**Exercise material**
━━━

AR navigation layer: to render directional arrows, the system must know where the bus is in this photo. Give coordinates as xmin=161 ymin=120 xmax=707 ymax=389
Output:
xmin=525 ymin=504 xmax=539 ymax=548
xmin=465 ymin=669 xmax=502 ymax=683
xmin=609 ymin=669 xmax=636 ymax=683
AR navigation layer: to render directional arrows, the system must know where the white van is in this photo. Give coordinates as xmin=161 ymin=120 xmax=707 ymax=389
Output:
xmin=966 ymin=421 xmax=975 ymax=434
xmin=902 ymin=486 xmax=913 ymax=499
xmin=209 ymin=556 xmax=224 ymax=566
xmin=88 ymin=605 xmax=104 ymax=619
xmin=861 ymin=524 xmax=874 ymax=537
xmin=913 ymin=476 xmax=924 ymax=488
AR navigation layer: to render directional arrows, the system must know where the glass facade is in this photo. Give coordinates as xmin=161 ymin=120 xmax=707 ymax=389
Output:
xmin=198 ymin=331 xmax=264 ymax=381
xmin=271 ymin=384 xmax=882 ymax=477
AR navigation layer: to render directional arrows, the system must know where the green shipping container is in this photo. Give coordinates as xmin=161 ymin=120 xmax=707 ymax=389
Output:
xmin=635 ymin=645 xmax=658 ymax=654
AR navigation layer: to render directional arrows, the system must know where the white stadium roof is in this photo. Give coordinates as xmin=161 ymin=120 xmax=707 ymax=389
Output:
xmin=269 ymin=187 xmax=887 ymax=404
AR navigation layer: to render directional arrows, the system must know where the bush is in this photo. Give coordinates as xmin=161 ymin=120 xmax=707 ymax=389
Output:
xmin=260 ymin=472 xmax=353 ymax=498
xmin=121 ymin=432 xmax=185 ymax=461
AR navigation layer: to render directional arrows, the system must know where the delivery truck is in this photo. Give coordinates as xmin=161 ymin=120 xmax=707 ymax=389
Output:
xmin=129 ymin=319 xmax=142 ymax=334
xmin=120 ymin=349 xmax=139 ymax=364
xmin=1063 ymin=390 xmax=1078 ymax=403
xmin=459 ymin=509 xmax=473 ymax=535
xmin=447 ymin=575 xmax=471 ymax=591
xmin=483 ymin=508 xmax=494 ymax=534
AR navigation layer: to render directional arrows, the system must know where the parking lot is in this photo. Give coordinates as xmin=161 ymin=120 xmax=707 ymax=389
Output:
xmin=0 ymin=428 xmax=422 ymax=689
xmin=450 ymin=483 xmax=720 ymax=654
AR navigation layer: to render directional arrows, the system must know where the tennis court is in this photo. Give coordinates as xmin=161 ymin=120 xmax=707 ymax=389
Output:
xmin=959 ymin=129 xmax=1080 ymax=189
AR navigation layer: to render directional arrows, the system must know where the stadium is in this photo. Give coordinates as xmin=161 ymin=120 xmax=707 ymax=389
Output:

━━━

Wherever the word "stadium" appears in the records above, copy that line.

AR navigation layer: to render directional arrows, the system must know where the white stadium roof is in this photo. Give coordinates as xmin=161 ymin=120 xmax=707 ymax=389
AR navigation layer: to render directional arrows, the system must know where the stadium is in this photo. Give coordinates as xmin=161 ymin=120 xmax=707 ymax=389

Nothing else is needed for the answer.